Data lines:
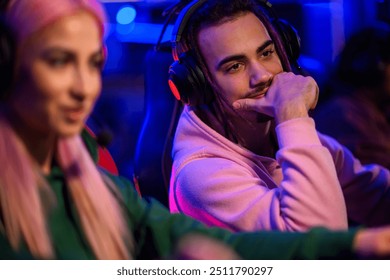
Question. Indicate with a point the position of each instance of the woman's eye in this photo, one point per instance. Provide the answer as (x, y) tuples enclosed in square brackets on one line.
[(58, 62), (97, 63), (234, 68), (267, 53)]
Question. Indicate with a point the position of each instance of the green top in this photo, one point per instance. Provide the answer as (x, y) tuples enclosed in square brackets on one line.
[(156, 231)]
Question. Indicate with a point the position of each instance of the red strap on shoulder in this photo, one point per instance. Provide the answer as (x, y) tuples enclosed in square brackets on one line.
[(105, 159)]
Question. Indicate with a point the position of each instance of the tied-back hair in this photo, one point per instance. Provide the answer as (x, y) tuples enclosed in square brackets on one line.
[(25, 195), (215, 12), (26, 199)]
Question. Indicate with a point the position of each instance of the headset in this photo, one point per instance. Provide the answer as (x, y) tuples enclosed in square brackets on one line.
[(186, 79), (7, 53)]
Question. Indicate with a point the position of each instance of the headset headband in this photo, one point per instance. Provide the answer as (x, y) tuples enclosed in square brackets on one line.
[(183, 19)]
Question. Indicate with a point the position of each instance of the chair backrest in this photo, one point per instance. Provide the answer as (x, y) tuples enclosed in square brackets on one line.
[(152, 160)]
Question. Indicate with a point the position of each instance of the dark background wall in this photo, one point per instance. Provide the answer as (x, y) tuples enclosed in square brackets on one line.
[(134, 28)]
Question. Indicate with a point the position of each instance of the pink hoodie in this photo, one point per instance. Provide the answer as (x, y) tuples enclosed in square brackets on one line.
[(223, 184)]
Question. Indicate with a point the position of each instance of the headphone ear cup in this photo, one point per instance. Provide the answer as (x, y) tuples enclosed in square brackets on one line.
[(290, 39), (188, 83), (7, 57)]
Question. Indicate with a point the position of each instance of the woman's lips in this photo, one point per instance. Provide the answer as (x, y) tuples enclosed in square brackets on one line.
[(74, 114)]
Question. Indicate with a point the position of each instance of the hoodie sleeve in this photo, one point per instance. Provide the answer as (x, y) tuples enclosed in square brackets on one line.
[(224, 191)]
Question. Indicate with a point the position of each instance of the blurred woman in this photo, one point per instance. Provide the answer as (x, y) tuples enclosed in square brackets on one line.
[(55, 203)]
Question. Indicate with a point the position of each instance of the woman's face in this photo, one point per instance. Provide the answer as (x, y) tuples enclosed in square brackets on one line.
[(59, 76)]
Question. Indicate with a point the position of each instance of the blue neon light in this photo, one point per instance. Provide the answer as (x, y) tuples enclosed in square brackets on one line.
[(126, 15)]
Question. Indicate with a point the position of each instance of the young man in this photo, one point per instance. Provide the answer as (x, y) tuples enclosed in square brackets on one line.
[(249, 156)]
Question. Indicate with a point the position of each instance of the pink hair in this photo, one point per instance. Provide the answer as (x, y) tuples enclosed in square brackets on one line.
[(24, 192)]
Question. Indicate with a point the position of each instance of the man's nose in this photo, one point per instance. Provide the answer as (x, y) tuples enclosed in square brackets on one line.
[(259, 74)]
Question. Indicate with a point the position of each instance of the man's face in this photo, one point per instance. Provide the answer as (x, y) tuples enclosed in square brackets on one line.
[(60, 76), (240, 56)]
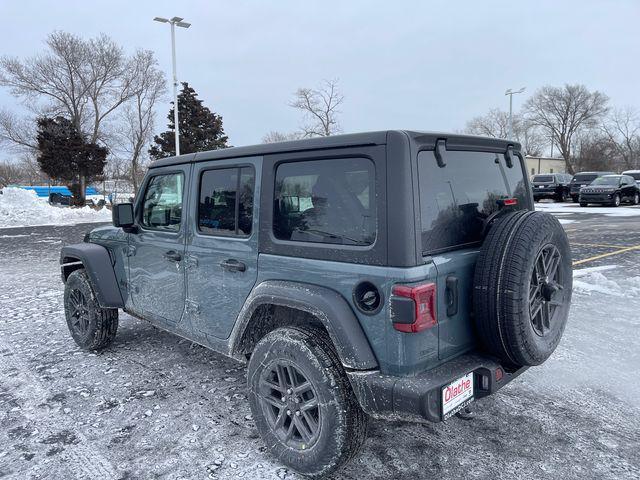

Work instructions: Put every line of the records above into a Markdown table with two columns, Row for the row number and Line for the text of the line, and skip any blank lines. Leave the pictures out of the answer.

Exercise result:
| Row | Line |
|---|---|
| 1 | Question. Indicate with a point the position of each instance of the woman's eye in this photo, one point per instance. Provide the answer as (x, y) tuples enclosed in square brackets on one line. |
| 2 | [(58, 62), (97, 63), (234, 68), (267, 53)] |
| 3 | Question. Indicate with a point the position of each instance of the green top in this photo, one point per instance. Provide the answer as (x, y) tuples enclosed in square brackets on one line. |
| 4 | [(156, 231)] |
| 5 | Question. Indicate with a point the position of each instance of the red strap on shoulder in this photo, one point per instance. Provide the answer as (x, y) tuples enclosed in square brackets on one line. |
| 6 | [(105, 159)] |
| 7 | Question. Indicate with a point the position of each instance of the tied-back hair in this photo, one point per instance. Provide the answer as (x, y) tuples enclosed in square brackets on one line. |
| 8 | [(25, 195), (215, 12), (26, 199)] |
| 9 | Question. Indicate with a point the position of each instance of the headset in this photo, one point per instance. Provide the answer as (x, y) tuples enclosed in square brackets on one line. |
| 10 | [(186, 79), (7, 53)] |
| 11 | Question. Indicate with a point the position of each instance of the headset headband in this photo, one point per instance. Provide the answer as (x, y) tuples enclosed in square brackets on one line. |
| 12 | [(183, 19)] |
| 13 | Question. Indicate with a point the position of each instance of the chair backrest in this photo, one point per instance. Provide the answer as (x, y) tuples enclosed in square brackets on one line. |
| 14 | [(152, 160)] |
| 15 | Question. Indicate with a point the position of each instance of the dark background wall in this photo, one point per instance. Provide the answer as (x, y) tuples enclosed in square brackets on one line. |
| 16 | [(134, 28)] |
| 17 | Question. Indicate with a point the position of each instance of the pink hoodie in this photo, one point per instance. Provide the answer as (x, y) tuples enclosed in square brackets on one line. |
| 18 | [(223, 184)] |
| 19 | Question. Indicate with a point the position of each instance of the headphone ear cup in this photo, one point per instance. Provide the answer as (x, y) tuples enclosed in square brackets on one line. |
| 20 | [(290, 39), (188, 83), (7, 57)] |
| 21 | Question. Indicate with a point the position of each instance of the woman's lips in this photo, one point per instance. Provide the answer as (x, y) tuples enclosed in square brackets on one line. |
| 22 | [(74, 114)] |
| 23 | Question. Indicate with a point the position of each instance of the hoodie sleeve in this photo, one point per instance. Provide the answer as (x, y) tuples enclosed in square brackets on one line. |
| 24 | [(224, 191)] |
| 25 | Question. Indicate with a point the position of each instance of the blurred woman in this photo, one point per instance. Provide the answer as (x, y) tuples enclosed in square brackets on one line. |
| 26 | [(55, 203)] |
| 27 | Question. Indicate with a point the position of each instance of the woman's face in this photo, one point per instance. Provide the answer as (x, y) tuples enclosed in square brackets on one line. |
| 28 | [(59, 76)] |
| 29 | Question. Indicate with a point the position of each instance of the blue neon light in this photo, one point per instance. Provide the answer as (x, y) tuples enclosed in square brackets on one line. |
| 30 | [(126, 15)] |
| 31 | Question. Indicate with a point the position of each instance of the young man in this photo, one point per instance. Provide the answer as (x, y) tuples enclosed in square brackets on one line. |
| 32 | [(249, 156)] |
| 33 | Question. Indicate with a point the position of each instance of the pink hair in this photo, one point per instance. Provide the answer as (x, y) tuples enclosed in square brackets on one line. |
| 34 | [(24, 192)] |
| 35 | Question. Indicate with a point the position of each instance of the man's nose in this photo, one point per instance. Provide the answer as (x, y) tuples enclosed in square brackets on one line. |
| 36 | [(259, 74)] |
| 37 | Question. Indicate with a point the position of each instance of the man's face in this photo, one point per instance. Provide the answer as (x, y) tuples enclosed in square brackets on one line. |
| 38 | [(60, 76), (240, 56)] |